Beginning at the first line of the data, print each line exactly, stopping after the line that contains "25L12 0L15 165L1068".

.....

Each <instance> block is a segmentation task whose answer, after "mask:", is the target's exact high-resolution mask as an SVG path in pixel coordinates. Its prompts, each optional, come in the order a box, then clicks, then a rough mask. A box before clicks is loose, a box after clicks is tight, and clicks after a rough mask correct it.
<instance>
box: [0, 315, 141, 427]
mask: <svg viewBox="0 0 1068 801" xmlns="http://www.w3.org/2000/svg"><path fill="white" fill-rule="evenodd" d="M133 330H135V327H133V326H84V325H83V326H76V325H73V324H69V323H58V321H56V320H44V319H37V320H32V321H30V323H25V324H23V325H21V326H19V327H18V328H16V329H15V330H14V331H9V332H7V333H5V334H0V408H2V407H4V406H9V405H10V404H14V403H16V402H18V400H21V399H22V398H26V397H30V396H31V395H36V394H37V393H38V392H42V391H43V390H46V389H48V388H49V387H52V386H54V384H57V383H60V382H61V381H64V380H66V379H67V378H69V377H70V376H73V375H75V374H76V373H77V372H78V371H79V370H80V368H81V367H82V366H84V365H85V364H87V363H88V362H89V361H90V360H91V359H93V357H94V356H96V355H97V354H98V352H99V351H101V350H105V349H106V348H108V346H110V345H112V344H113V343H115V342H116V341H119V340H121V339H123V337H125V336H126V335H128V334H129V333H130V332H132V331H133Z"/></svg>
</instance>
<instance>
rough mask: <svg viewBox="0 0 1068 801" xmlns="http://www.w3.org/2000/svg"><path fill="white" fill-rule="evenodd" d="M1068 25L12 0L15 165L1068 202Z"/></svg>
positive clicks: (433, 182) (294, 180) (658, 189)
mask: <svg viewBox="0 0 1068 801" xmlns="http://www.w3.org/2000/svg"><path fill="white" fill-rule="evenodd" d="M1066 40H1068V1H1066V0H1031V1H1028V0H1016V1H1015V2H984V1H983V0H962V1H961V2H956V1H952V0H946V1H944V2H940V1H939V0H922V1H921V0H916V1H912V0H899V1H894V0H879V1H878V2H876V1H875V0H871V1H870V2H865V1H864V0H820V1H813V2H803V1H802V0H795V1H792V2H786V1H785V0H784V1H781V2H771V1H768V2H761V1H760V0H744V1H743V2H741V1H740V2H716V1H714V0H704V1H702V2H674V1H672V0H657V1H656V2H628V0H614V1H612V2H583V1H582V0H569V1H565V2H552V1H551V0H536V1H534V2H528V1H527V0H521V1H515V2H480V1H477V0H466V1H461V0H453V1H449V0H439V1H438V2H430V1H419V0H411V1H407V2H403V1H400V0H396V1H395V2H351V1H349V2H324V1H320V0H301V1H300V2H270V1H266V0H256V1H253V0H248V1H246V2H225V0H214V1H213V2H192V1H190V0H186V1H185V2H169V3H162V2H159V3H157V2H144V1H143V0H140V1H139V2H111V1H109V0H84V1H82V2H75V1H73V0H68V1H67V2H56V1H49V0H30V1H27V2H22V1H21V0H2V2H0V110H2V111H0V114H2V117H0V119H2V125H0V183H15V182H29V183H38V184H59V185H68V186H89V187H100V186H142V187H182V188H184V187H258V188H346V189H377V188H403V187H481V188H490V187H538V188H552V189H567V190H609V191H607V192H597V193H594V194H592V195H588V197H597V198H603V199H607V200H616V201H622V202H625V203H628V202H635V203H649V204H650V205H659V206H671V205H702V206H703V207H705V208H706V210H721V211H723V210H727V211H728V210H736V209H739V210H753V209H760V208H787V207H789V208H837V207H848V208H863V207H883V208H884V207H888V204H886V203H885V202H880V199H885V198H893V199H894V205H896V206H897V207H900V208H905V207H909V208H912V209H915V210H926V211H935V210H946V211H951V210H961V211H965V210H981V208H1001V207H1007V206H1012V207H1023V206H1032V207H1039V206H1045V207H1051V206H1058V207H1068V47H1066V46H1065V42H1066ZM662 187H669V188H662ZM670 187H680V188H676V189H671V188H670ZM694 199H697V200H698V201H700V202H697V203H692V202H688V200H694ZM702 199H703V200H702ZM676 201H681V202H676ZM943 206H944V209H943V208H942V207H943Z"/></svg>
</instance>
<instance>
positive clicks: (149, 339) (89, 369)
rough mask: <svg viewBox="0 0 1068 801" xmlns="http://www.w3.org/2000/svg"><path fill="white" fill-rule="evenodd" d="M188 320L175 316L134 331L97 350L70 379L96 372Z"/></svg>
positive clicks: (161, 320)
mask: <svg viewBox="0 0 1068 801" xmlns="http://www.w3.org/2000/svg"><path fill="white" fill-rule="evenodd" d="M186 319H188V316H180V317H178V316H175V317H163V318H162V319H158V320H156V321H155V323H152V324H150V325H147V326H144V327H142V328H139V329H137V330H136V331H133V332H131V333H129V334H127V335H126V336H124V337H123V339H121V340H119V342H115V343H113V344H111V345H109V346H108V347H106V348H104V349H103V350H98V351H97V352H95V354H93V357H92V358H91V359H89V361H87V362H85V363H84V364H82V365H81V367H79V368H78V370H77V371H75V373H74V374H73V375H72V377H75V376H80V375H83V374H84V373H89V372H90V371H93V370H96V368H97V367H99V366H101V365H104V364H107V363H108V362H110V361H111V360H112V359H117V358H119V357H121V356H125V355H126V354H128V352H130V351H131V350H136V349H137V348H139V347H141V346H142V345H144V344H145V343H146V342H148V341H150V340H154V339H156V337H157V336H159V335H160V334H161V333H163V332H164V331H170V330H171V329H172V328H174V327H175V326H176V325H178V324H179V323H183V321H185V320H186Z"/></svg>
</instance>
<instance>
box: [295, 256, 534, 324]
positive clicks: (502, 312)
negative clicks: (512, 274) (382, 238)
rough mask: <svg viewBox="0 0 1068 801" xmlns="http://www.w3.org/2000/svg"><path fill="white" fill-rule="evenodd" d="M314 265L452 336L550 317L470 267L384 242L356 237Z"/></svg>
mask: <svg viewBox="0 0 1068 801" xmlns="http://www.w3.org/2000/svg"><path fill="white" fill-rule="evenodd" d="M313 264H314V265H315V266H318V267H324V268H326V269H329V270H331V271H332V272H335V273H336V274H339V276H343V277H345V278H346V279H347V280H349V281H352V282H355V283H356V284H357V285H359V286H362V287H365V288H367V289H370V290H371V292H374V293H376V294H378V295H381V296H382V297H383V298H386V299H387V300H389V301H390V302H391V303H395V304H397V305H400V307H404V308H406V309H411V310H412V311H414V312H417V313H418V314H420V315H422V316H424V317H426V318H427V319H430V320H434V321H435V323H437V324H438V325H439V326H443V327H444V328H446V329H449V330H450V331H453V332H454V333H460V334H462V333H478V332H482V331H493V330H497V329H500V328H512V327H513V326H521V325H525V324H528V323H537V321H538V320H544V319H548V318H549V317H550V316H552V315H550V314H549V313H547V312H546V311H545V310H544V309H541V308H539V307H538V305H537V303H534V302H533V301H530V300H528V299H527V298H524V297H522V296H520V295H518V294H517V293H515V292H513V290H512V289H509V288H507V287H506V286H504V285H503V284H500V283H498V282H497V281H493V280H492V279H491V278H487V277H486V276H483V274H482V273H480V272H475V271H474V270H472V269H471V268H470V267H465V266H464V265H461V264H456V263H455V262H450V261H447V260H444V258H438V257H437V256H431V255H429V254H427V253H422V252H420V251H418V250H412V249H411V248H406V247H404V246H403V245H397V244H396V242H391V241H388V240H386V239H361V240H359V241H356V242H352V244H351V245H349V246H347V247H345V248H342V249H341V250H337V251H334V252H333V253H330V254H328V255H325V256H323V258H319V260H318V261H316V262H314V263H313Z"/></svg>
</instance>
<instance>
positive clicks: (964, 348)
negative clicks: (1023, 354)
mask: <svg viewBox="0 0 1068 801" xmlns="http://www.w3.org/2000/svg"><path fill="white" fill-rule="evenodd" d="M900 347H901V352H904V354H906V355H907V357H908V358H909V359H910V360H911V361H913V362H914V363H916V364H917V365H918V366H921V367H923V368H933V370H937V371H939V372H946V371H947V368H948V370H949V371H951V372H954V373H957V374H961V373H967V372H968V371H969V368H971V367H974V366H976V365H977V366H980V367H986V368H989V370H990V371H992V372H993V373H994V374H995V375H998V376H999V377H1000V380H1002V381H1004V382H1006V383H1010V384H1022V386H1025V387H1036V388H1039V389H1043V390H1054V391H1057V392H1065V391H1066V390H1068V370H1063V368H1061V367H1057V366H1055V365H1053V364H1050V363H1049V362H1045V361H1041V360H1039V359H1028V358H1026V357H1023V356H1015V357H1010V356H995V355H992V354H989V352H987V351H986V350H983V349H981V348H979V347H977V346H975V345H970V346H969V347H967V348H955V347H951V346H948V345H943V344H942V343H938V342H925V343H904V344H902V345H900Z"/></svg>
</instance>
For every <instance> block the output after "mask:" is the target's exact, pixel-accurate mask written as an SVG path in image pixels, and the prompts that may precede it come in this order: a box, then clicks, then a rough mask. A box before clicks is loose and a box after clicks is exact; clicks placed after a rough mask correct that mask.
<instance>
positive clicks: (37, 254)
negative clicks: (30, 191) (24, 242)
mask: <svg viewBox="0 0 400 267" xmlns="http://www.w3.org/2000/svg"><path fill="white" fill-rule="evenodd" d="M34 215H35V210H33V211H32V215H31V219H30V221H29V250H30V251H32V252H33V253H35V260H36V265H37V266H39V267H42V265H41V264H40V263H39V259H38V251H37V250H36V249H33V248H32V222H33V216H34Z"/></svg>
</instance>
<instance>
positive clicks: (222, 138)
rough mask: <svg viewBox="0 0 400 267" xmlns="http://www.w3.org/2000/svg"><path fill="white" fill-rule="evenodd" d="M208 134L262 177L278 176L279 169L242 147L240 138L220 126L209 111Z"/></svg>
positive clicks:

.....

Answer below |
Each <instance> block is a segmentation task whose answer, after "mask:", is the target's exact high-resolution mask as an SVG path in pixel coordinates. Its prompts, each optional, come in the order a box, then clicks, then a rough mask. A box before clicks is loose, a box after clicks is tight, and clicks after a rough mask correct it.
<instance>
box: [0, 315, 141, 427]
mask: <svg viewBox="0 0 1068 801" xmlns="http://www.w3.org/2000/svg"><path fill="white" fill-rule="evenodd" d="M133 330H135V327H133V326H84V325H83V326H76V325H73V324H69V323H58V321H56V320H44V319H37V320H32V321H30V323H25V324H23V325H21V326H19V327H18V328H16V329H15V330H14V331H9V332H7V333H5V334H0V408H2V407H4V406H9V405H10V404H14V403H16V402H18V400H21V399H22V398H26V397H30V396H31V395H36V394H37V393H38V392H42V391H43V390H46V389H48V388H49V387H52V386H54V384H57V383H60V382H61V381H64V380H66V379H67V378H69V377H70V376H73V375H75V374H76V373H77V372H78V371H79V370H80V368H81V367H82V366H84V365H85V364H87V363H88V362H89V361H90V360H91V359H93V357H94V356H96V355H97V354H98V352H99V351H101V350H105V349H106V348H108V346H110V345H112V344H113V343H115V342H116V341H119V340H121V339H123V337H125V336H126V335H128V334H129V333H130V332H132V331H133Z"/></svg>
</instance>
<instance>
rough mask: <svg viewBox="0 0 1068 801" xmlns="http://www.w3.org/2000/svg"><path fill="white" fill-rule="evenodd" d="M1068 25L12 0L15 165L1068 202Z"/></svg>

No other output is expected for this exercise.